→ RECORD EXCERPTS:
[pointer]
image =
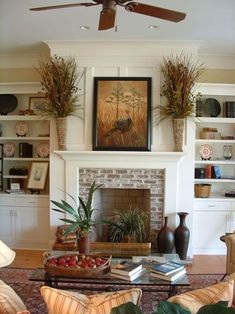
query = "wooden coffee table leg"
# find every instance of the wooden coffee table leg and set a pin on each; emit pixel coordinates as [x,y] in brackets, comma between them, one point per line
[48,281]
[173,291]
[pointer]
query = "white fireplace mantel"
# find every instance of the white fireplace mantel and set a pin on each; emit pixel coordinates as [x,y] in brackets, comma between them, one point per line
[126,159]
[116,155]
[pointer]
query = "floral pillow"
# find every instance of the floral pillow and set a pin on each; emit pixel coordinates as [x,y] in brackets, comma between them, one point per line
[60,301]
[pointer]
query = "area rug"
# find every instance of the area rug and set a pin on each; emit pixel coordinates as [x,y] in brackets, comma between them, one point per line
[30,293]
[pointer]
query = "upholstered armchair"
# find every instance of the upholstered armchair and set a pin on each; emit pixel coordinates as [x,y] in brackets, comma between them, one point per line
[230,261]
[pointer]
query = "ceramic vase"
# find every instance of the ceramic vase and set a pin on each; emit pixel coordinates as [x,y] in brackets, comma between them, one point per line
[182,235]
[165,238]
[178,132]
[83,245]
[61,131]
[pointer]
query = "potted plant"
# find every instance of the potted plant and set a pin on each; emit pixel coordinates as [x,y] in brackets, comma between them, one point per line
[59,79]
[80,218]
[180,74]
[128,225]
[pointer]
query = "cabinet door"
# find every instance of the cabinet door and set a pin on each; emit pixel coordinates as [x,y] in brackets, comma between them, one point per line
[208,227]
[7,225]
[32,227]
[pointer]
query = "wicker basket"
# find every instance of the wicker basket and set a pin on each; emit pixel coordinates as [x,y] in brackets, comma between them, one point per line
[202,190]
[60,271]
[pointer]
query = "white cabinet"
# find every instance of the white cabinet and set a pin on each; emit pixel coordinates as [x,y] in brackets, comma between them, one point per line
[24,218]
[211,220]
[24,221]
[218,95]
[214,216]
[22,148]
[20,157]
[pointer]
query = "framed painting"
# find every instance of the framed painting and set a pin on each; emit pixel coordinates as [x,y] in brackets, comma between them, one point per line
[37,175]
[122,109]
[37,104]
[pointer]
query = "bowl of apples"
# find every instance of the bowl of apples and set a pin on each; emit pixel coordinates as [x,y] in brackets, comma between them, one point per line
[76,265]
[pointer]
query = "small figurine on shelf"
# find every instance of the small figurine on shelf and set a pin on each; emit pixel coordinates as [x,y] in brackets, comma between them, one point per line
[21,128]
[206,151]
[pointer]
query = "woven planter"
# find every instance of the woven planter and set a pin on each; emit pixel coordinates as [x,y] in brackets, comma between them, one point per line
[61,130]
[178,131]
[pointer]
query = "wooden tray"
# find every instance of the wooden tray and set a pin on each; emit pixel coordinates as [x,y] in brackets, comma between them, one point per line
[75,272]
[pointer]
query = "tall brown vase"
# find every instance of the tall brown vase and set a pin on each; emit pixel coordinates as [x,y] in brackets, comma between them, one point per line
[165,239]
[61,130]
[83,245]
[182,235]
[178,132]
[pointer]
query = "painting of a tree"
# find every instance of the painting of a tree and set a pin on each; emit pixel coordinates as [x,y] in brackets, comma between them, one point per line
[122,113]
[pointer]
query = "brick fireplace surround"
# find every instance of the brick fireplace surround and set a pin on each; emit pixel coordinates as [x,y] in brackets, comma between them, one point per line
[156,172]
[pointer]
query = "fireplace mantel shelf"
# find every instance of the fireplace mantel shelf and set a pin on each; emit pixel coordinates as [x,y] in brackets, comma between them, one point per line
[128,155]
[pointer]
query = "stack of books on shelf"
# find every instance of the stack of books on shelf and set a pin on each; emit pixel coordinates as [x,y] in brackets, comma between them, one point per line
[127,270]
[169,271]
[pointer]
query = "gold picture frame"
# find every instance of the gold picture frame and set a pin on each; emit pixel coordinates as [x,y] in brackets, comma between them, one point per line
[122,113]
[37,175]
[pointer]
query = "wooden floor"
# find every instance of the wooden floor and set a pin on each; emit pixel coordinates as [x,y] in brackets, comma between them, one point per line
[201,264]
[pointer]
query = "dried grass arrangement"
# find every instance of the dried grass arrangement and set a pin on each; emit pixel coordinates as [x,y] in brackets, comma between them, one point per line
[180,74]
[59,79]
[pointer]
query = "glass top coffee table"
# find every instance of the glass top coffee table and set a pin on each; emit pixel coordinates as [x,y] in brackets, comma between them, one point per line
[105,282]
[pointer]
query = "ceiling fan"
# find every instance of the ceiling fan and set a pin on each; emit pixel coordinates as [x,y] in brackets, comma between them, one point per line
[108,12]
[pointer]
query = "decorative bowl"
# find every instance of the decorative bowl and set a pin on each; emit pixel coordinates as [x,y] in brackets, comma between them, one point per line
[76,265]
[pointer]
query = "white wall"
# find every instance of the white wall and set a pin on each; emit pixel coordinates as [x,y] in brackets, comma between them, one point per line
[124,59]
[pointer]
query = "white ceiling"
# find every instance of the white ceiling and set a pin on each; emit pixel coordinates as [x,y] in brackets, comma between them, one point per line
[210,21]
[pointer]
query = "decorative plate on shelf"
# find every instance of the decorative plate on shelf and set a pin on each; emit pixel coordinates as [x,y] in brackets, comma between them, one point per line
[9,149]
[21,128]
[43,150]
[211,107]
[206,151]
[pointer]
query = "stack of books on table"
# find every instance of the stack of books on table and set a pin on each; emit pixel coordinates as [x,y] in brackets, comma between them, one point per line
[127,270]
[169,271]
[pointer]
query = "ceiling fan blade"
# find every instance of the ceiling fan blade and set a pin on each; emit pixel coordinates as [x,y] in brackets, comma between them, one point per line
[150,10]
[107,19]
[52,7]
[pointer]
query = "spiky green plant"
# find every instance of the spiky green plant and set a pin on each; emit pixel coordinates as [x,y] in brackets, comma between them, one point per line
[59,79]
[180,74]
[131,222]
[80,220]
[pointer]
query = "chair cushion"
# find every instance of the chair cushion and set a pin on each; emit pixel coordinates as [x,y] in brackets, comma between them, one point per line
[193,300]
[66,302]
[10,302]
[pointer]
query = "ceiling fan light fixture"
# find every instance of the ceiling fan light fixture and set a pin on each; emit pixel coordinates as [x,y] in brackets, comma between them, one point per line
[153,26]
[84,27]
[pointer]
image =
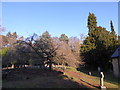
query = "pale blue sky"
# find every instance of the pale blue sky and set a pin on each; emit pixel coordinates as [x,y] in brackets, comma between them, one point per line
[69,18]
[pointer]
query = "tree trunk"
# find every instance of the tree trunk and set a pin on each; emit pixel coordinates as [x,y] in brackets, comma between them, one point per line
[13,66]
[50,65]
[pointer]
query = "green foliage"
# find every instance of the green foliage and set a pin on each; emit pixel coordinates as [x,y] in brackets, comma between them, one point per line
[63,37]
[98,47]
[92,23]
[4,51]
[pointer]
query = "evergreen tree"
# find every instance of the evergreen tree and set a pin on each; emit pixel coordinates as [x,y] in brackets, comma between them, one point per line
[112,27]
[64,38]
[99,46]
[92,22]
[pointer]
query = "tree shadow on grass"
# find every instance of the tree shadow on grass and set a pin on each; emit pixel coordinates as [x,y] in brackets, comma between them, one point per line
[37,78]
[108,76]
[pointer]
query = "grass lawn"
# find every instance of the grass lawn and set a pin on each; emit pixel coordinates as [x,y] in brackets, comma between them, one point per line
[36,78]
[109,81]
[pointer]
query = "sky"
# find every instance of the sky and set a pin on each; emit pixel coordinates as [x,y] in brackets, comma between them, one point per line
[58,18]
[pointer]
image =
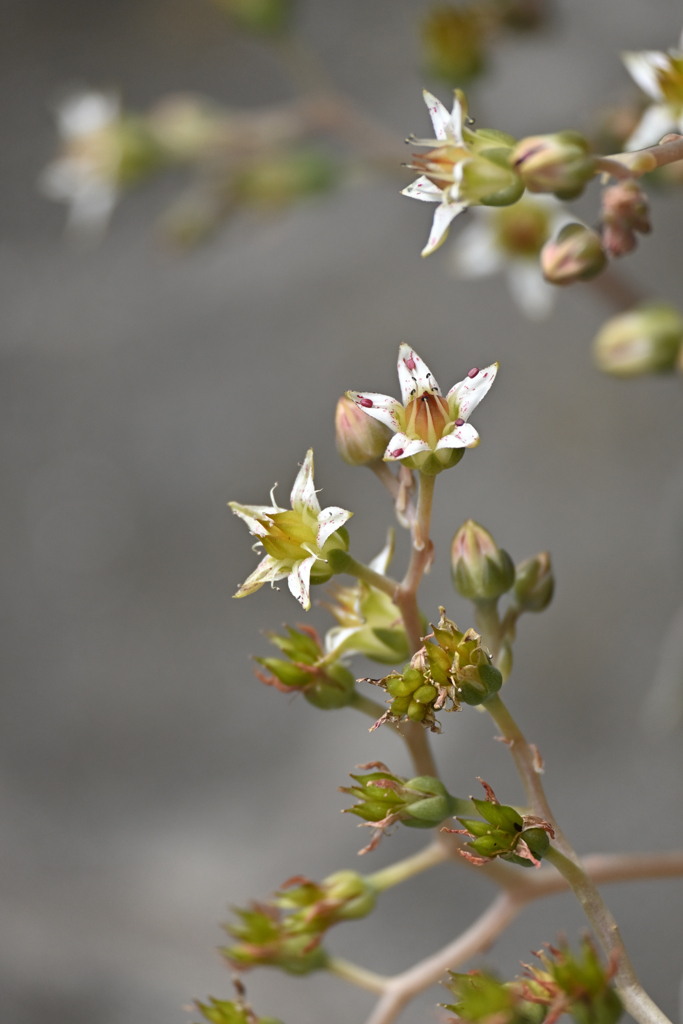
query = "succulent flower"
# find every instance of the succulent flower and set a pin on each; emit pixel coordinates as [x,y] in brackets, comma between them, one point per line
[296,541]
[102,151]
[509,239]
[505,833]
[659,75]
[462,168]
[431,431]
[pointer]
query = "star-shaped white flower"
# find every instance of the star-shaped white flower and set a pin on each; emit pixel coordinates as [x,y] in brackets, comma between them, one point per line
[430,431]
[296,540]
[660,76]
[81,176]
[458,172]
[509,240]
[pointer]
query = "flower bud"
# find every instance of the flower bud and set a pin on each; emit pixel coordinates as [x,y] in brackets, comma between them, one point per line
[268,17]
[325,684]
[454,44]
[575,254]
[560,163]
[360,438]
[625,211]
[481,570]
[645,340]
[535,584]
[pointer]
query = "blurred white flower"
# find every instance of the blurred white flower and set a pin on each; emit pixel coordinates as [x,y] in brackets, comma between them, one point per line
[660,76]
[509,240]
[83,176]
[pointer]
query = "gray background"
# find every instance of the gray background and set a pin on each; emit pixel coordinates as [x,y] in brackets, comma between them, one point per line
[146,779]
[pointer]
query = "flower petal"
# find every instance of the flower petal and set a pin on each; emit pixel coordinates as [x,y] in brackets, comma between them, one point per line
[443,214]
[466,395]
[299,582]
[303,493]
[440,117]
[329,520]
[641,67]
[380,407]
[425,189]
[530,291]
[656,122]
[415,376]
[465,436]
[252,514]
[267,570]
[401,446]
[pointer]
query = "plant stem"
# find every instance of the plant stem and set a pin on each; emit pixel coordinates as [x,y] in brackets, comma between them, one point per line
[407,595]
[636,1000]
[428,857]
[629,165]
[356,975]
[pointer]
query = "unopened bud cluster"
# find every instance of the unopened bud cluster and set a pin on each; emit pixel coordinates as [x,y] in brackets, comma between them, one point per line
[287,930]
[305,670]
[505,834]
[452,667]
[566,983]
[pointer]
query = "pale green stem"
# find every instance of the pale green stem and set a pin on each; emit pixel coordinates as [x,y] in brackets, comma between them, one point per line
[488,625]
[635,999]
[356,975]
[376,580]
[435,853]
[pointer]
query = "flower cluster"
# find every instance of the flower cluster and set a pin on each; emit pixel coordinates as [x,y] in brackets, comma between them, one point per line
[566,983]
[286,931]
[430,431]
[462,167]
[504,833]
[452,666]
[296,541]
[385,799]
[325,682]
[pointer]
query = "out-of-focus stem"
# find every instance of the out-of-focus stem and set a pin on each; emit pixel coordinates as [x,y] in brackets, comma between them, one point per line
[356,975]
[428,857]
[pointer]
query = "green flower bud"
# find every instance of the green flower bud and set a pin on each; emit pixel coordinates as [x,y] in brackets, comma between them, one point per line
[269,17]
[384,799]
[228,1012]
[482,997]
[645,340]
[325,683]
[535,584]
[454,43]
[481,570]
[560,163]
[282,176]
[504,833]
[360,438]
[575,254]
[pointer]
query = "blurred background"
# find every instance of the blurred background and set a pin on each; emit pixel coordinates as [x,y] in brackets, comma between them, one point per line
[147,780]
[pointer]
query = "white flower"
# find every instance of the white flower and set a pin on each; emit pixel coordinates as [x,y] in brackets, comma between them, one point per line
[83,175]
[431,431]
[509,240]
[463,167]
[660,76]
[296,541]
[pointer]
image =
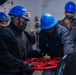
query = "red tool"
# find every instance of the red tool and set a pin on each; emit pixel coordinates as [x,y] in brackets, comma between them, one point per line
[41,64]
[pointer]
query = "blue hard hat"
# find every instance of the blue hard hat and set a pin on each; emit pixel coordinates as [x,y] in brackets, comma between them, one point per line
[19,11]
[70,7]
[47,21]
[3,17]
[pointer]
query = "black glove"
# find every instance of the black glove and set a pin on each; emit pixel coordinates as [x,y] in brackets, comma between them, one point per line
[27,68]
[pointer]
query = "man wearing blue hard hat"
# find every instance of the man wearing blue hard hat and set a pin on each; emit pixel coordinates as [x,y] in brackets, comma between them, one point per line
[54,39]
[69,21]
[3,19]
[14,45]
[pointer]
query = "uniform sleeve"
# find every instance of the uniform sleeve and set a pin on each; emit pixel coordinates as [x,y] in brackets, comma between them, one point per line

→ TASK BRIEF:
Number of lines in the records above holding the word "sleeve": state it and nothing else.

→ SOLUTION TO THIS EXERCISE:
2